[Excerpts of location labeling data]
■ ■ ■ ■ ■ ■ ■

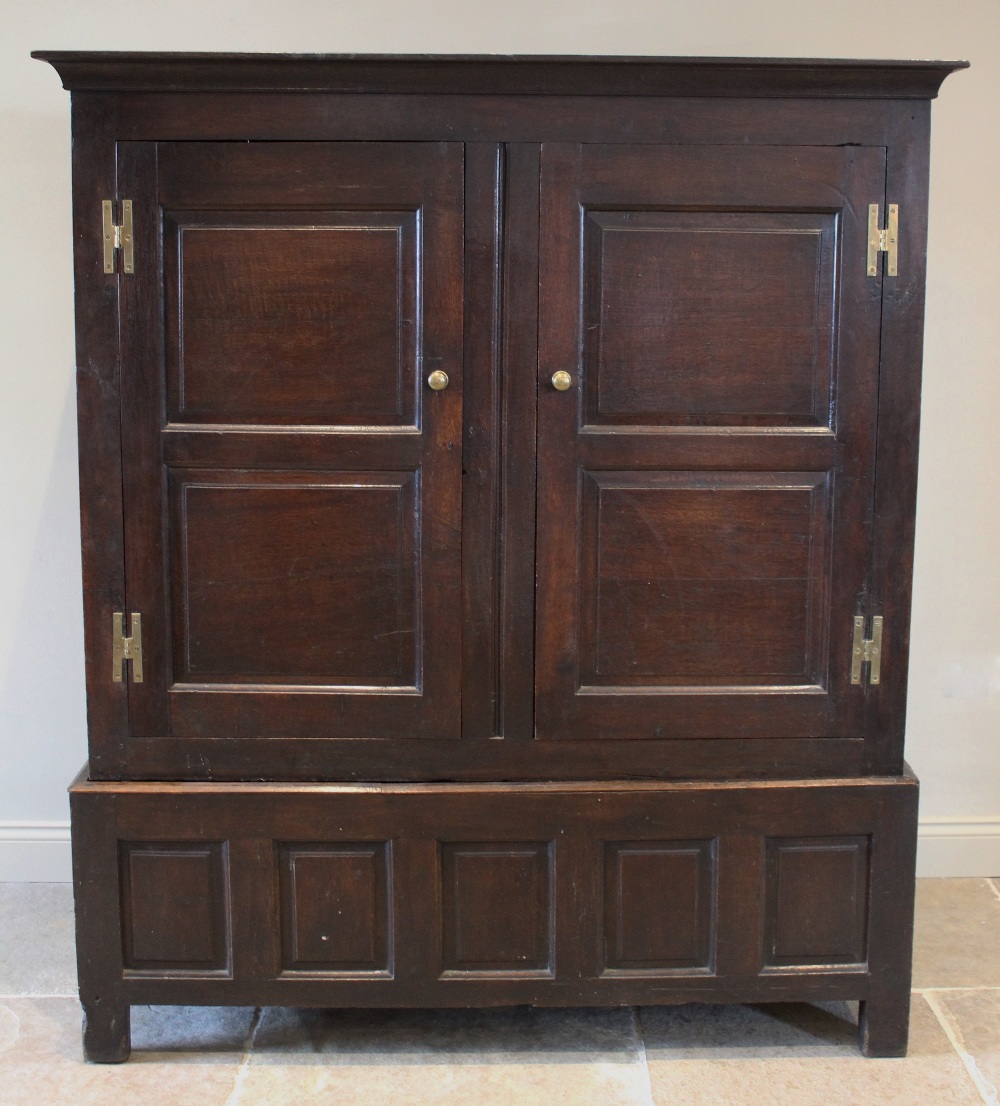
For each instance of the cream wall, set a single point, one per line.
(954, 740)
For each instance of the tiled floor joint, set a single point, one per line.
(641, 1049)
(245, 1063)
(955, 1035)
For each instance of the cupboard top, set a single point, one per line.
(499, 74)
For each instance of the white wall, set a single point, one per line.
(954, 739)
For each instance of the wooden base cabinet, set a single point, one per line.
(498, 480)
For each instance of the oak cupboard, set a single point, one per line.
(498, 480)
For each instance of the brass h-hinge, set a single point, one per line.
(885, 241)
(126, 648)
(118, 238)
(866, 650)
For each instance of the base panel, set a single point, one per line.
(467, 895)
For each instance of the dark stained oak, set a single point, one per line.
(497, 694)
(302, 287)
(525, 74)
(495, 894)
(709, 300)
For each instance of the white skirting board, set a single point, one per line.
(39, 852)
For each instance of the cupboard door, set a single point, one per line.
(292, 483)
(706, 480)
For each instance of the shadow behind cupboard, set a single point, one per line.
(498, 480)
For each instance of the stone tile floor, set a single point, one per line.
(654, 1056)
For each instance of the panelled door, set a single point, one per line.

■ ■ ■ ■ ■ ■ ■

_Given problem_
Restate the full listing verbatim and drop every picture.

_Response to the task_
For each instance of the cream wall, set a single point, one per line.
(954, 740)
For each instance of the tiled floor joint, set a single point, one per line.
(641, 1049)
(245, 1063)
(955, 1035)
For each instance of the cupboard top, set a single point, one per line.
(499, 74)
For each instance of the white wall, set a single point, one per line.
(954, 739)
For each instance of the wooden base cabinet, set a single point, one per line.
(498, 480)
For each instance of the oak cupboard, set a single point, one per line.
(498, 480)
For each instance of the brass h-hinge, set a single point, one per line.
(885, 241)
(126, 648)
(118, 238)
(866, 650)
For each instance of the base panel, set a single point, one per line.
(467, 895)
For each instance of the dark stained oak, set a single point, one per line.
(497, 694)
(302, 287)
(525, 74)
(495, 894)
(709, 300)
For each instance of the white skirting board, set a single point, one per line.
(39, 852)
For each instance of the cupboard door, set a single point, one per line.
(292, 483)
(706, 480)
For each instance of the shadow behind cupboard, set a single point, one per line.
(498, 480)
For each instance of the stone tile floor, set a single point, one per line.
(654, 1056)
For each instance of the panelled door, set a single point, one per line.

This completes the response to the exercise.